### Dataset records
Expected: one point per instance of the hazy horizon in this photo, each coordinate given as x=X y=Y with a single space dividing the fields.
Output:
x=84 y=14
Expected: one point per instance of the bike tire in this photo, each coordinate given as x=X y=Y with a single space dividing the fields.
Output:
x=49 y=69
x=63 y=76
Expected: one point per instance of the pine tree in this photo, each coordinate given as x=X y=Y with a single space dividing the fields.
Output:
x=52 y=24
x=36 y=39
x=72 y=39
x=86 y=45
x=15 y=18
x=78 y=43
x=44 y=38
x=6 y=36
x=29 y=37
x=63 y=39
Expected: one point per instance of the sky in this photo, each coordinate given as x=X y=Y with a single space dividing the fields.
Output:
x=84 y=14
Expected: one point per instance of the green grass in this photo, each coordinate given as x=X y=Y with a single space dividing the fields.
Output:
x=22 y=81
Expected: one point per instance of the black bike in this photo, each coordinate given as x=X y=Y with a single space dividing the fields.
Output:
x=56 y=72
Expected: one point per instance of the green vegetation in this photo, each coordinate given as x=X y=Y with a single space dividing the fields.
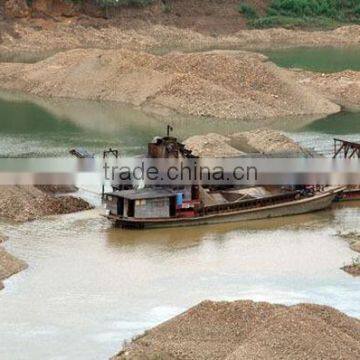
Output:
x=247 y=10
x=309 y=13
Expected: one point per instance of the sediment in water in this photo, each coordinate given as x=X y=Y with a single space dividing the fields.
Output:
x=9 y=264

--

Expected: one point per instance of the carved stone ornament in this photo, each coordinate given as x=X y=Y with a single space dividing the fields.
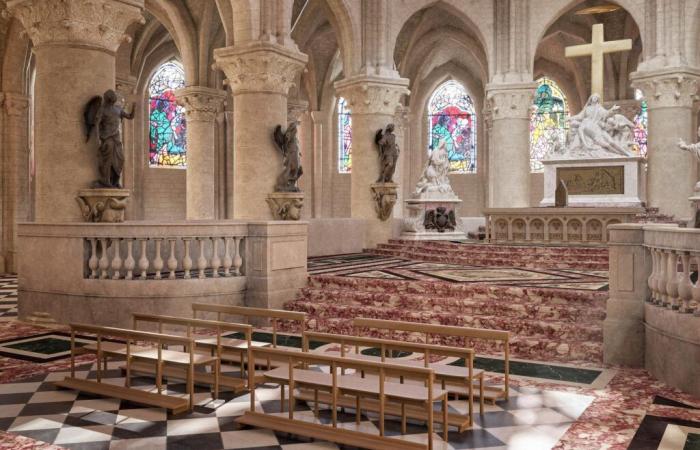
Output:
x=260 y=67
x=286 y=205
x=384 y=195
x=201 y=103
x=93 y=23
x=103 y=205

--

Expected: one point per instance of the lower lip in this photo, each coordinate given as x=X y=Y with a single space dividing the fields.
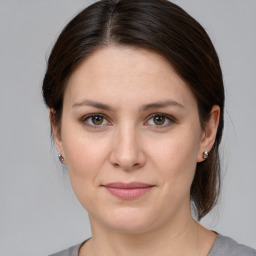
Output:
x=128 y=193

### Written problem
Gather each line in the listing above that contains the string "bike", treating uppercase and lowercase letters as distinct.

### Reply
Expected: one point per instance of the bike tire in this photo, each coordinate given as x=X y=Y with a single space dividing the fields.
Expected: one point per instance of the black bike in this photo, each coordinate given as x=X y=Y with a single space dividing the fields.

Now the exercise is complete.